[START Data supplied]
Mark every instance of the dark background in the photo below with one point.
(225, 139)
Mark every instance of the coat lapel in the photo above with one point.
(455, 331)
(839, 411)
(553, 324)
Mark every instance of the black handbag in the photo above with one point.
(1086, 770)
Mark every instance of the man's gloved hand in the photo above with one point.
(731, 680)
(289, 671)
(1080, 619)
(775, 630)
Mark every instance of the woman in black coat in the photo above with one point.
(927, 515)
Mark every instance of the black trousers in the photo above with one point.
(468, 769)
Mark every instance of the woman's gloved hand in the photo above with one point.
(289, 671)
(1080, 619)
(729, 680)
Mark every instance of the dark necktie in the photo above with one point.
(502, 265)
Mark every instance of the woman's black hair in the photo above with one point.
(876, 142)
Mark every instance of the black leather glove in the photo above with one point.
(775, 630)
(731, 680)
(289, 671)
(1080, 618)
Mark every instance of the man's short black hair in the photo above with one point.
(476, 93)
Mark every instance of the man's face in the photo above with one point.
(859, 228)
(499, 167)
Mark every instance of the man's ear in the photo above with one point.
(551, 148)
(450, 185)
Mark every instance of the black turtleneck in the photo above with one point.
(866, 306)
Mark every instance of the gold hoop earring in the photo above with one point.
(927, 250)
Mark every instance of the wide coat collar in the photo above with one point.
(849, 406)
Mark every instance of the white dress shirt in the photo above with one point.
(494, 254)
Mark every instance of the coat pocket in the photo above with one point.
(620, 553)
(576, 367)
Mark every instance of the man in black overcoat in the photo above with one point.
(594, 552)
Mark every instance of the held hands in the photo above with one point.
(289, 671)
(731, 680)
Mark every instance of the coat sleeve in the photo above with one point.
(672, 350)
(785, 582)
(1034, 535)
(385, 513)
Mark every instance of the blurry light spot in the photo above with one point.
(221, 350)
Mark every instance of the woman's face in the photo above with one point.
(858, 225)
[END Data supplied]
Can you recast all the lines above as a two-column CSV with the header row request,points? Give one row per request, with its text and its answer each in a single quoted field and any line breaks replaced by spaces.

- Exercise answer:
request,points
"Mark every instance of the dark background in the photo below with one point.","(225, 139)"
"Mark every instance of the coat lapel in the photo above with one point.","(455, 331) (839, 411) (553, 324)"
"Mark every instance of the black handbag in the photo above with one point.","(1086, 770)"
"Mark every instance of the man's gloved hand in the photo above with one point.","(731, 680) (289, 671) (1080, 619) (775, 630)"
"Mark every instance of the woman in black coat in the photo above with one point.","(927, 515)"
"Mark every instance of the black trousers in the photo above with one point.","(468, 769)"
"Mark every instance of the woman's gloved hand in the photo above with one point.","(289, 671) (1080, 619) (729, 680)"
"Mark every instance of the dark necktie in the photo above with one point.","(502, 265)"
"Mark every instance of the woman's black hair in the photo above with one point.","(876, 142)"
"Mark every instance of the black leather glove in the photo above with one point.","(775, 630) (731, 680) (289, 671) (1080, 618)"
"Mark every instance of the man's short black hair in the photo above with one point.","(476, 93)"
"Mark every instance of the man's face in the photo above with one point.","(859, 228) (499, 167)"
"Mark every instance of the man's ear in the photo above with one point.","(551, 148) (450, 185)"
"Mark every instance of the black turtleneck in the photo above with one point.","(866, 306)"
"Mark every instance of the gold hoop earring in the photo above with one point.","(927, 250)"
"Mark every instance of the wide coat collar in the photo above with one point.","(849, 406)"
"Mark every instance of the white dress shirt in the photo above with one point.","(494, 254)"
"Mark every instance of the coat pocket in the photo above with one point.","(620, 553) (576, 367)"
"Mark every instance of the man in black overcoat in the photo above with one point.","(594, 552)"
"Mark every instance of the held hands in the photo above with one point.","(289, 671) (731, 680)"
"Mark every instance of the coat sleeve in the photo above with one point.","(672, 350) (785, 582) (1034, 535) (385, 513)"
"Mark every instance of the blurry light spot in the photo above with one point.","(221, 350)"
"Mark every instance of the woman's face in the photo above with one point.","(858, 225)"